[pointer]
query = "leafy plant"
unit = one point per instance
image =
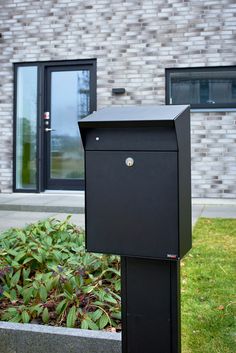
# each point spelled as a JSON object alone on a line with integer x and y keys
{"x": 47, "y": 277}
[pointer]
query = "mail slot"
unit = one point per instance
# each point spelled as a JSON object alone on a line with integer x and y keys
{"x": 137, "y": 181}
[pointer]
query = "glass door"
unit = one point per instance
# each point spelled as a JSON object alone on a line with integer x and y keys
{"x": 69, "y": 98}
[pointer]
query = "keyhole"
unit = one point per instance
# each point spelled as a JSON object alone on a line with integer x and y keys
{"x": 129, "y": 162}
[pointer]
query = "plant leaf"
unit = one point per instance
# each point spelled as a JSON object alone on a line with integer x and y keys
{"x": 103, "y": 321}
{"x": 43, "y": 293}
{"x": 25, "y": 317}
{"x": 15, "y": 278}
{"x": 71, "y": 317}
{"x": 45, "y": 315}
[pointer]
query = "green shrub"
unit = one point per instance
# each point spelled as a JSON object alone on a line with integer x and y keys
{"x": 47, "y": 277}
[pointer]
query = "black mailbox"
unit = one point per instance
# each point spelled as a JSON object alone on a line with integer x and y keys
{"x": 138, "y": 192}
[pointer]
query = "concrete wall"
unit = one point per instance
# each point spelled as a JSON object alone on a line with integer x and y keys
{"x": 133, "y": 41}
{"x": 28, "y": 338}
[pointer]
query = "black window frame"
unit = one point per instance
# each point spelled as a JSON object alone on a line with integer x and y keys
{"x": 200, "y": 106}
{"x": 41, "y": 72}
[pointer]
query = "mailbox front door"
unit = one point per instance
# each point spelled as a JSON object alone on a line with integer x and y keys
{"x": 68, "y": 99}
{"x": 135, "y": 195}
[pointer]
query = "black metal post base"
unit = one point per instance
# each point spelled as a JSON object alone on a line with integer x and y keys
{"x": 150, "y": 306}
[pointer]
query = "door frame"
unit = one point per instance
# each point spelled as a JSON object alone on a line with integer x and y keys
{"x": 42, "y": 66}
{"x": 58, "y": 184}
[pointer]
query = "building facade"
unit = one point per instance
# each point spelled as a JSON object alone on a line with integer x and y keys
{"x": 47, "y": 47}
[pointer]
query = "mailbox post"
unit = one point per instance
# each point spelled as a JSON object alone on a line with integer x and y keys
{"x": 138, "y": 205}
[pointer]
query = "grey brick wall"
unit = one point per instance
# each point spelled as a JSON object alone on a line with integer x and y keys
{"x": 133, "y": 41}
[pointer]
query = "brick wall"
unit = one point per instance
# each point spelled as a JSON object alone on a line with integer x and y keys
{"x": 133, "y": 41}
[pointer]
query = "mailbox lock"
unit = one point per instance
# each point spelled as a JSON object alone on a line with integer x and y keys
{"x": 129, "y": 162}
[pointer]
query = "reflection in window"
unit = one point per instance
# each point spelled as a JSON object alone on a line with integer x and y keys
{"x": 26, "y": 125}
{"x": 70, "y": 102}
{"x": 211, "y": 87}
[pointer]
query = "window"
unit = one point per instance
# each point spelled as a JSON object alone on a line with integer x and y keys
{"x": 26, "y": 127}
{"x": 208, "y": 88}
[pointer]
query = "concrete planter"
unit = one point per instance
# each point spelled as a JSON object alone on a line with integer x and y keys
{"x": 29, "y": 338}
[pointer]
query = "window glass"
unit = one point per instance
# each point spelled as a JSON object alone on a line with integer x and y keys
{"x": 202, "y": 88}
{"x": 26, "y": 127}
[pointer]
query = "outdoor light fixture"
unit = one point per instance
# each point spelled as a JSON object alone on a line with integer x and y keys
{"x": 118, "y": 90}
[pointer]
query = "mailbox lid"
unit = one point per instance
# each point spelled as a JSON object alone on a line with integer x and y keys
{"x": 149, "y": 115}
{"x": 147, "y": 128}
{"x": 132, "y": 211}
{"x": 127, "y": 138}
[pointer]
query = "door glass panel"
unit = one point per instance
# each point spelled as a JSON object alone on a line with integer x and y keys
{"x": 26, "y": 127}
{"x": 70, "y": 102}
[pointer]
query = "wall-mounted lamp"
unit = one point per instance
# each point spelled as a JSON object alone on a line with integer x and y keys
{"x": 118, "y": 90}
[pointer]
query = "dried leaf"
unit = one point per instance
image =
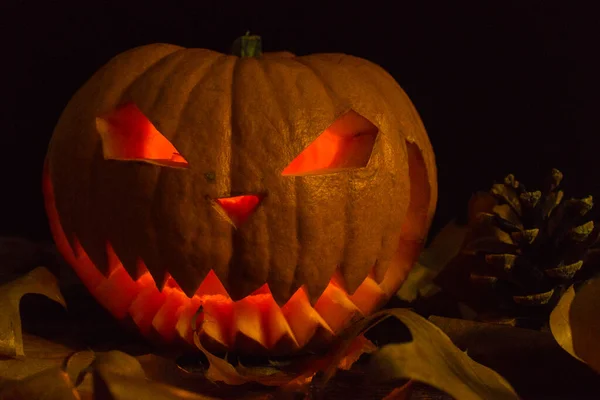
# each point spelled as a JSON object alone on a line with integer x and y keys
{"x": 50, "y": 384}
{"x": 117, "y": 362}
{"x": 433, "y": 359}
{"x": 527, "y": 358}
{"x": 575, "y": 322}
{"x": 114, "y": 386}
{"x": 296, "y": 375}
{"x": 564, "y": 271}
{"x": 38, "y": 281}
{"x": 444, "y": 247}
{"x": 534, "y": 299}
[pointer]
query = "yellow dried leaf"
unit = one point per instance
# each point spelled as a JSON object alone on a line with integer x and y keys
{"x": 575, "y": 323}
{"x": 38, "y": 281}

★ ★ ★ ★ ★

**THE REQUEST:** Output every entry exactly as given; pictures are not part of the copy.

**SOLUTION TO THIS PROBLEM:**
[pointer]
query = "leafy plant"
unit = one point per instance
image =
# each point spelled as a JSON object alone on a line with integer x and y keys
{"x": 47, "y": 277}
[pointer]
query = "mail slot"
unit = one point per instance
# each point spelled as a JSON object alone on a line with integer x and y keys
{"x": 137, "y": 181}
[pointer]
query = "glass door"
unit = one point per instance
# each point spelled as a JSON object alone on a line with integer x and y keys
{"x": 69, "y": 98}
[pointer]
query = "keyhole"
unit = one point per instance
# each point spelled as a JSON object alone on a line with integer x and y keys
{"x": 129, "y": 162}
[pointer]
query = "plant leaf"
unit = one point per instance
# each point spelled as a JSON object alone on a line with integer x and y keys
{"x": 103, "y": 321}
{"x": 43, "y": 293}
{"x": 25, "y": 317}
{"x": 15, "y": 278}
{"x": 71, "y": 317}
{"x": 45, "y": 315}
[pointer]
query = "green shrub"
unit = one point per instance
# each point spelled as a JSON object alone on a line with integer x and y keys
{"x": 47, "y": 277}
[pointer]
query = "black mailbox"
unit = one point per instance
# each point spelled as a JSON object alone on a line with integer x and y keys
{"x": 138, "y": 192}
[pointer]
query = "concrete wall"
unit = one point per instance
# each point spelled as a JSON object alone on a line with integer x and y keys
{"x": 133, "y": 41}
{"x": 28, "y": 338}
[pointer]
query = "black window frame"
unit = one point per instance
# each point spelled as a JSON object alone on a line with integer x and y keys
{"x": 200, "y": 106}
{"x": 41, "y": 72}
[pointer]
query = "mailbox front door"
unit = one point per instance
# each point spelled as a JSON object alone on a line with integer x and y keys
{"x": 68, "y": 99}
{"x": 135, "y": 195}
[pointer]
query = "black metal post base"
unit = one point per instance
# each point spelled as a JSON object alone on a line with integer x and y keys
{"x": 150, "y": 306}
[pointer]
query = "door frame"
unit = one point per instance
# each point spelled as a JSON object alone on a line with integer x and y keys
{"x": 42, "y": 66}
{"x": 58, "y": 184}
[pointer]
query = "building facade"
unit = one point per instance
# each point spelled as a JSON object alone on a line with integer x and y keys
{"x": 47, "y": 47}
[pointer]
query = "mailbox post"
unit = one point per instance
# each point spelled as a JSON object alone on a line with integer x and y keys
{"x": 138, "y": 205}
[pointer]
query = "grey brick wall"
unit = one point per instance
# each point spelled as a JSON object alone on a line with integer x and y keys
{"x": 133, "y": 41}
[pointer]
query = "brick wall"
unit = one point per instance
# each point spelled as a JSON object alone on a line with integer x and y keys
{"x": 133, "y": 41}
[pointer]
query = "mailbox lock"
unit = one point per instance
# each point spelled as a JSON object alone on a line with integer x and y keys
{"x": 129, "y": 162}
[pointer]
query = "reflection in window"
unit = one point per instance
# each point spelled as a JSON object alone on a line with integer x and y keys
{"x": 26, "y": 125}
{"x": 70, "y": 102}
{"x": 211, "y": 87}
[pointer]
query = "window"
unit = one point per instance
# each point spelled as a JSON object alone on a line with integer x and y keys
{"x": 26, "y": 127}
{"x": 208, "y": 88}
[pointer]
query = "concrete planter"
unit = one point per instance
# each point spelled as a JSON object alone on a line with integer x and y keys
{"x": 29, "y": 338}
[pointer]
query = "window glass"
unit = one point per instance
# each point spelled as a JSON object alone on a line with integer x and y keys
{"x": 202, "y": 88}
{"x": 26, "y": 127}
[pointer]
query = "outdoor light fixture"
unit = one point per instance
# each point spelled as a JSON object alone on a line with integer x and y keys
{"x": 118, "y": 90}
[pointer]
query = "mailbox lid"
unit = one point per instance
# each point spelled as a JSON object alone on a line with integer x and y keys
{"x": 149, "y": 115}
{"x": 147, "y": 128}
{"x": 132, "y": 211}
{"x": 127, "y": 138}
[pointer]
query = "door glass panel"
unit = one point per instance
# each point spelled as a JSON object alone on a line with integer x and y keys
{"x": 26, "y": 127}
{"x": 70, "y": 102}
[pointer]
query = "wall-mounted lamp"
unit = one point per instance
# each point spelled as a JSON object alone on a line with integer x and y keys
{"x": 118, "y": 90}
[pointer]
query = "dried leaf"
unit = one point per instance
image =
# each point spelled as a JSON object alone on a line with integer x and y keys
{"x": 50, "y": 384}
{"x": 117, "y": 362}
{"x": 433, "y": 359}
{"x": 527, "y": 358}
{"x": 575, "y": 322}
{"x": 114, "y": 386}
{"x": 296, "y": 375}
{"x": 564, "y": 271}
{"x": 38, "y": 281}
{"x": 444, "y": 247}
{"x": 534, "y": 299}
[pointer]
query = "yellow dried leaf"
unit = one point per instance
# each point spelled as a JSON object alone on a line with integer x and y keys
{"x": 575, "y": 323}
{"x": 38, "y": 281}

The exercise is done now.